- **THE EXERCISE**
Print the entries that appear below, exactly as written and without their pictures.

Rows from a dataset
★ ★ ★ ★ ★
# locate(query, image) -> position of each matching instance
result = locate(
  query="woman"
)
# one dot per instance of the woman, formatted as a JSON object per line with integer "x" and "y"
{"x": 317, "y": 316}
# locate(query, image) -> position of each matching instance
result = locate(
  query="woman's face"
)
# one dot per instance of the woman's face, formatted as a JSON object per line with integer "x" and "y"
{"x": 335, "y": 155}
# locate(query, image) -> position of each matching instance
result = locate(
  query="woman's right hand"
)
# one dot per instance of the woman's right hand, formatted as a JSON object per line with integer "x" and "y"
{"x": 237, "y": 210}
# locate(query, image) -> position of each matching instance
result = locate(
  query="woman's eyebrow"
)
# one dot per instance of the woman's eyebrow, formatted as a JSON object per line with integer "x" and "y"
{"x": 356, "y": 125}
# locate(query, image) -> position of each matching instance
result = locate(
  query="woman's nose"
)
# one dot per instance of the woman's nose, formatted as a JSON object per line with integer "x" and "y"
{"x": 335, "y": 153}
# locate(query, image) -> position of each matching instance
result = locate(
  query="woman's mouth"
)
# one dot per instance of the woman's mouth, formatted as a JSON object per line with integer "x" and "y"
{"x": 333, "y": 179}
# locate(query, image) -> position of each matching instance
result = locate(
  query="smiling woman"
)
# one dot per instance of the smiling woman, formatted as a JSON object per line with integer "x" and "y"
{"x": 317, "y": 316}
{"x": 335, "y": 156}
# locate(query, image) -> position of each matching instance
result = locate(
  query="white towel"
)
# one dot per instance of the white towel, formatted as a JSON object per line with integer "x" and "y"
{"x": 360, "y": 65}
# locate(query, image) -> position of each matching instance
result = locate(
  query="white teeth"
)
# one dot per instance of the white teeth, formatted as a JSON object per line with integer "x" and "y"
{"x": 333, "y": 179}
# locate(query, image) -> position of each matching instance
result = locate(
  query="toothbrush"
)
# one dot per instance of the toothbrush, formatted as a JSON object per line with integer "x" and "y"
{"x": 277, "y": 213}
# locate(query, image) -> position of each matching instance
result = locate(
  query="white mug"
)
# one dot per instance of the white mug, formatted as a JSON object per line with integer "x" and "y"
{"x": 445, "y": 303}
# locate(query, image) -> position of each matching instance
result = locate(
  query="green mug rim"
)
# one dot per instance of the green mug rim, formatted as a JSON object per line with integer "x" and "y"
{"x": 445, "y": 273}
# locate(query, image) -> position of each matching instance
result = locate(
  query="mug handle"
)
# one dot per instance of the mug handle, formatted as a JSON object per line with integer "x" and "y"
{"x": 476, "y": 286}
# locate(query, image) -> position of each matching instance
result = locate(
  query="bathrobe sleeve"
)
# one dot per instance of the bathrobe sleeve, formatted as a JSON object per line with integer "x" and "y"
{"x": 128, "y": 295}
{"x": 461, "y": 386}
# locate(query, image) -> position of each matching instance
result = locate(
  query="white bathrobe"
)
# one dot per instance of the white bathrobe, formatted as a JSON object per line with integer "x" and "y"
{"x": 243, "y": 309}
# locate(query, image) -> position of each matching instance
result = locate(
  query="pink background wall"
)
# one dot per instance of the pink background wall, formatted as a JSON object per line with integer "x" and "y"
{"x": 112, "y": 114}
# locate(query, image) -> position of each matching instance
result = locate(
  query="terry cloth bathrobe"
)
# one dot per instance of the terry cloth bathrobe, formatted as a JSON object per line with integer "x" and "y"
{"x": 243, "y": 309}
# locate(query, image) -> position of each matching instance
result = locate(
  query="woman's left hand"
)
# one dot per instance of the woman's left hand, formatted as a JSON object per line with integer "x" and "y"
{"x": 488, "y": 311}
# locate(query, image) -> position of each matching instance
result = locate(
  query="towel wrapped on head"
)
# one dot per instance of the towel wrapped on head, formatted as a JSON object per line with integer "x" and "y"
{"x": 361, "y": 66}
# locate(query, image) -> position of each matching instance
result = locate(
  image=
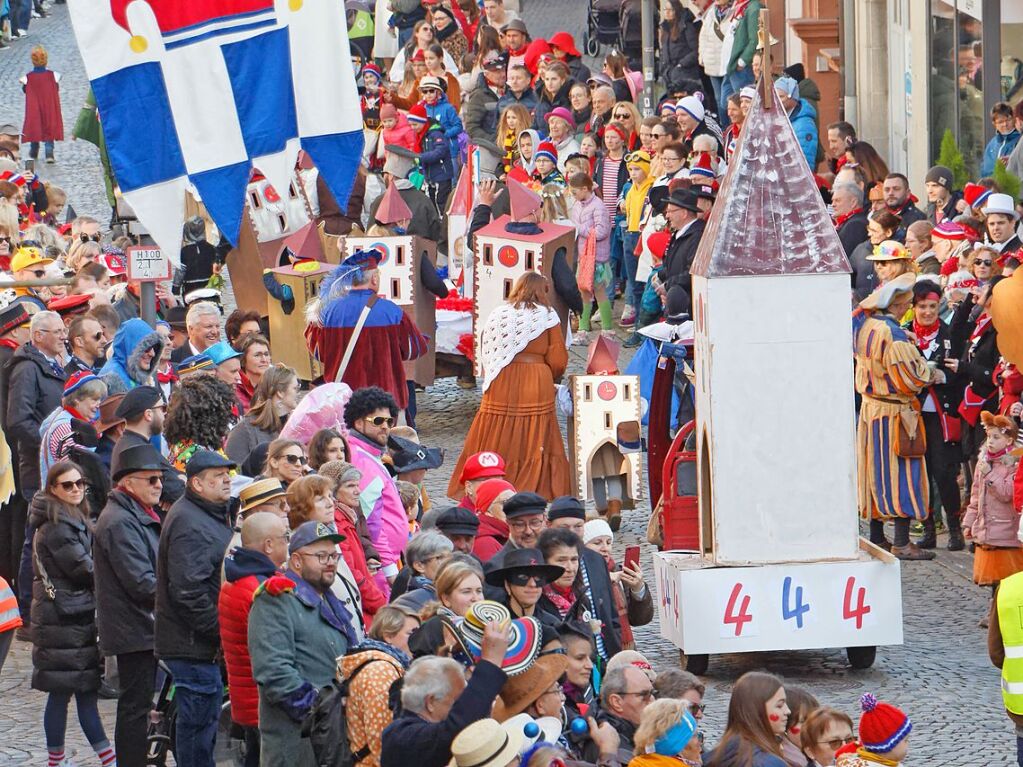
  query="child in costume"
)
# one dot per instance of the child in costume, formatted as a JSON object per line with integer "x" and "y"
{"x": 43, "y": 123}
{"x": 884, "y": 736}
{"x": 991, "y": 520}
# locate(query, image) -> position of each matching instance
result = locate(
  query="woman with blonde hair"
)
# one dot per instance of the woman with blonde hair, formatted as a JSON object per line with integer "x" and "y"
{"x": 523, "y": 353}
{"x": 667, "y": 735}
{"x": 274, "y": 399}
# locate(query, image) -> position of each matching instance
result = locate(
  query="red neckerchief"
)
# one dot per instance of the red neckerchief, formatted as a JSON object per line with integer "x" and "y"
{"x": 925, "y": 333}
{"x": 845, "y": 217}
{"x": 982, "y": 322}
{"x": 167, "y": 377}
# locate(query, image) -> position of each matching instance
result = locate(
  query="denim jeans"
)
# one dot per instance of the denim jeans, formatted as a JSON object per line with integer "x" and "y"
{"x": 633, "y": 288}
{"x": 34, "y": 149}
{"x": 199, "y": 692}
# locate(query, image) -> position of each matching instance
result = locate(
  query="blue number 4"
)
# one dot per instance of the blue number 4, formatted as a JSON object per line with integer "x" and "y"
★ ★ ★ ★ ★
- **WRITTEN RESPONSE**
# locate(query, image) -> position of each matching instance
result = locate(
  query="woman"
)
# one dot per instance of the woman, formatted as a JSON object per line with integer "x" and "y"
{"x": 317, "y": 316}
# locate(query, image) -> position of each matching instance
result = locate(
  query="woman's face"
)
# one dot per instance of the woman's face, formatted as a JSON object per line with integer "x" and "y"
{"x": 335, "y": 155}
# locate(query, image) -> position of each matching instance
result = locate(
  query="woman's right hand"
)
# one dot per instance of the woman's right hand, formatted as a JSON object per line with integer "x" and "y"
{"x": 237, "y": 210}
# locate(query, image) -> position of each matching instance
result = locate(
  query="woman's eyebrow"
)
# one dot per instance of the woman's eyebrow, formatted as a JSON object per line with integer "x" and "y"
{"x": 356, "y": 125}
# locate(query, image) -> position of each matching instance
result = locate(
  query="woman's nose"
)
# one dot per instance of the woman's nose, formatted as a JSON object per line with integer "x" and "y"
{"x": 335, "y": 153}
# locate(query, image) -> position of each matching instance
result = locate(
  query="woman's mouth"
)
# one dot per instance of the woman's mouth, formatted as a JSON object per line with integer "x" and "y"
{"x": 333, "y": 179}
# locate(query, image) -> position of each matching instance
result = locate(
  query="smiling woman"
)
# one dot per instance of the smiling woman, formatted as a JSON object per line with integer "x" and "y"
{"x": 317, "y": 316}
{"x": 335, "y": 156}
# locate(query, image) -> position of each matching instance
result = locate(
  query="white towel"
)
# one dot per instance of the white towel, formatted as a JSON object per line with integer "x" and "y"
{"x": 360, "y": 65}
# locate(query, image) -> position of each matching instance
result = locate(
  query="white teeth"
)
# one dot per instance of the white teeth, formatted as a JSON object per line with integer "x" and "y"
{"x": 333, "y": 179}
# locate(query, image) -> position of each matching instance
result = locate(
  query="toothbrush"
)
# one dot per instance of the toothbrush, formatted as a JSON object per line with integer "x" and "y"
{"x": 277, "y": 213}
# locate(query, image) -> position of each matching instance
result = locate(
  query="white mug"
)
# one dot per instance of the white mug, formatted as a JSON object per line with integer "x" and "y"
{"x": 445, "y": 303}
# locate(query, image) -> position of each matching instance
result = locate(
  query="green mug rim"
)
# one dot per instance of the green mug rim, formatted as a JSON object per line with integer "x" and "y"
{"x": 445, "y": 273}
# locate(query, image) -> position of each matching instance
result = locate(
  query="mug handle"
)
# one dot per instance of the mug handle, formatted as a JSON object per line with integer "x" and "y"
{"x": 476, "y": 286}
# locate(query, image) -> position of each matching instance
result = locate(
  query="bathrobe sleeve"
)
# one dot per instance of the bathrobe sleeve, formatted as a JSON object per line with integer "x" and "y"
{"x": 128, "y": 295}
{"x": 461, "y": 386}
# locate(query, image) -> position of each matching instance
result = locate(
  query="white bathrobe"
)
# one dot per instance of the white bathrobe, formatted as a JSON object per line with integer "x" and "y"
{"x": 243, "y": 309}
# locate(query, image) -> position of each matching instance
result = locate(
  query="pink background wall"
)
# one dot per instance of the pink background wall, formatted as a JSON object per line with integer "x" and "y"
{"x": 112, "y": 114}
# locate(query, image) -> position of each matching instance
result = locate(
  query="terry cloth bathrobe"
)
# one dot per instance of the terry cloth bathrobe, formatted as a JSON object per line with integer "x" and "y"
{"x": 243, "y": 309}
# locate(query, image) -> position of each matching instance
result = locate(
  query="woman's left hand"
)
# one dot per instance of the woman's left hand, formatted as a JSON object per line with integer "x" and "y"
{"x": 488, "y": 311}
# locate(query, image) -> position of each matching instance
result = locate(
  query="towel wrapped on head"
)
# one dot per instance of the towel wrapped on head, formatted as a JSON object per line with integer "x" and "y"
{"x": 361, "y": 66}
# locate(query, image) -> position of each matching instance
result = locate(
  image=
  query="child in costume"
)
# one dot per instance of the child in costume, formatted as a JSON object per line with integer "x" and "y"
{"x": 43, "y": 123}
{"x": 884, "y": 736}
{"x": 991, "y": 520}
# locate(query, image) -> position of each matching instance
result = locate(
  query="woman with blonde hair"
)
# one dot per instance of the woman with blonde hair, formatted as a JSON object per line with integer "x" and "y"
{"x": 523, "y": 353}
{"x": 667, "y": 735}
{"x": 274, "y": 399}
# locate(query, image) -> position of each matching instance
result = locate(
  query="red neckerchief"
)
# one dot per instance of the red neckerchief, formatted as a JSON object per line with integer "x" and "y"
{"x": 925, "y": 333}
{"x": 845, "y": 217}
{"x": 982, "y": 322}
{"x": 167, "y": 377}
# locate(query, image) -> position of each matching instance
result = locate(
  query="denim jeans"
)
# one dot per instance of the denim jeans, formatted as a JSON object per line with integer "x" and "y"
{"x": 633, "y": 288}
{"x": 34, "y": 149}
{"x": 199, "y": 692}
# locate(query, image) -> position of each matching instance
result = locate(
  query="blue number 4"
)
# one dot per instance of the blue number 4, formatted as a JSON object per line with integer "x" and "y"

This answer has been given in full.